[Records contained in a dataset]
---------------

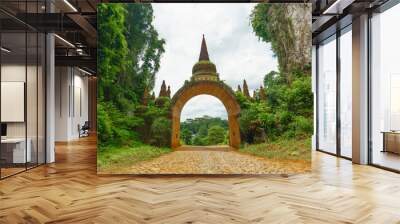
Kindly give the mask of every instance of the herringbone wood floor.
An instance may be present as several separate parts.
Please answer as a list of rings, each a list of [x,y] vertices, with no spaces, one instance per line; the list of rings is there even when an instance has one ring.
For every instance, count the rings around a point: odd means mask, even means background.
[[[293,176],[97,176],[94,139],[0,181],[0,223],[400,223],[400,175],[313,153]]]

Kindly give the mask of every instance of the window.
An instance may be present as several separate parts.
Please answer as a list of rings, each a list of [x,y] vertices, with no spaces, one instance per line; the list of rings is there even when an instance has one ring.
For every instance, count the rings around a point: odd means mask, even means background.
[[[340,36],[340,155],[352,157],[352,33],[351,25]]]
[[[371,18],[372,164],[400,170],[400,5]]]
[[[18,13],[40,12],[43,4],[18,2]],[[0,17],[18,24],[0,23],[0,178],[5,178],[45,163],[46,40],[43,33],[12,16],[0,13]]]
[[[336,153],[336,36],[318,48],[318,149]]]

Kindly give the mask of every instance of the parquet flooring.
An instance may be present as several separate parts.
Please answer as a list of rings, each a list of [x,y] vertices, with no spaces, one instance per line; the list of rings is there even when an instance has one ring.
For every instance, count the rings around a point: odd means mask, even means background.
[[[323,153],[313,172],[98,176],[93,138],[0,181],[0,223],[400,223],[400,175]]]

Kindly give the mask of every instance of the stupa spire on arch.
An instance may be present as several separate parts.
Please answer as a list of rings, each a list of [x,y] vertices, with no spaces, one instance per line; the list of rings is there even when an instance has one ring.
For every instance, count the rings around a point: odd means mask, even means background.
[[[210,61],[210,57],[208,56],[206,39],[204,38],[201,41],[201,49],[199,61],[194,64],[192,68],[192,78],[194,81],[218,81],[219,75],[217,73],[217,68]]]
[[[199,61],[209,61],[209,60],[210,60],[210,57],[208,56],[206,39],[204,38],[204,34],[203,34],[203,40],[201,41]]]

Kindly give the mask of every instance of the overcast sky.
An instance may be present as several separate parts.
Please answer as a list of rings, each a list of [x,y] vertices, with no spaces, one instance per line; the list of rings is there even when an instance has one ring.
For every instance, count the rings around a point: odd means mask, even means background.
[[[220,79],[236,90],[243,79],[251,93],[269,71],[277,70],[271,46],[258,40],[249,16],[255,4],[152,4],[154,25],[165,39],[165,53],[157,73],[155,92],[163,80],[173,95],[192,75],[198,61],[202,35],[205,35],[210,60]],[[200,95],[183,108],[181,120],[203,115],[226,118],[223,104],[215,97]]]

---------------

■ **WHAT NEEDS TO BE DONE**
Repeat each line above exactly. The pictures stay out.

■ **RESULT OF THE EXERCISE**
Kindly give the mask of every instance of the herringbone wood floor.
An instance may be present as several separate parts.
Please answer as a list of rings, each a list of [x,y] vertices, with no spaces, one instance per line; the list of rings is there even when an instance has one ring.
For every instance, count the rings around a point: odd means mask, even means background.
[[[293,176],[97,176],[94,139],[0,181],[0,223],[400,223],[400,175],[313,153]]]

Kindly give the mask of every instance of the window.
An instance may be present as several separate parts.
Please answer as a list of rings, each a list of [x,y] vertices, with no spaces, one instance per line; the list of rings is there even when an instance has one ring.
For every instance, count the rings around a point: odd means mask, even means background.
[[[340,36],[340,155],[352,157],[352,33],[351,25]]]
[[[371,18],[372,164],[400,170],[400,5]]]
[[[18,13],[40,12],[43,4],[18,2]],[[0,17],[18,24],[0,23],[0,178],[5,178],[45,163],[46,40],[43,33],[12,16],[0,13]]]
[[[336,153],[336,36],[318,48],[318,149]]]

Kindly give the mask of every instance of the parquet flooring.
An instance may be present as several separate parts.
Please answer as a list of rings, each a list of [x,y] vertices, with no spaces, one instance per line; the list of rings is there even when an instance has one ring.
For every instance, count the rings around a point: odd means mask, even means background.
[[[323,153],[313,172],[98,176],[93,138],[0,181],[0,223],[400,223],[400,175]]]

Kindly give the mask of every instance of the stupa spire on arch.
An instance may be present as several separate parts.
Please answer as a list of rings, each a list of [x,y] vertices, with no spaces, one instance per line; the list of rings is there even when an instance has one ring.
For every instance, count the rings around a point: odd means mask, even means background.
[[[210,61],[210,57],[208,56],[206,39],[204,38],[201,41],[201,49],[199,61],[194,64],[192,68],[192,78],[194,81],[218,81],[219,75],[217,73],[217,68]]]
[[[199,61],[209,61],[209,60],[210,60],[210,57],[208,56],[206,39],[204,38],[204,34],[203,34],[203,40],[201,41]]]

Kindly give the mask of every instance of the overcast sky.
An instance may be present as several separate parts.
Please answer as a list of rings, each a list of [x,y] vertices, with no spaces, one instance per line; the list of rings is there even when an instance has one ring.
For every instance, count the rings around a point: odd means mask, even means background.
[[[220,79],[236,90],[243,79],[251,93],[269,71],[277,70],[271,46],[258,40],[249,16],[255,4],[152,4],[154,25],[165,39],[165,53],[157,73],[155,92],[163,80],[173,95],[192,75],[198,61],[202,35],[205,35],[210,60]],[[200,95],[183,108],[181,120],[203,115],[226,118],[223,104],[215,97]]]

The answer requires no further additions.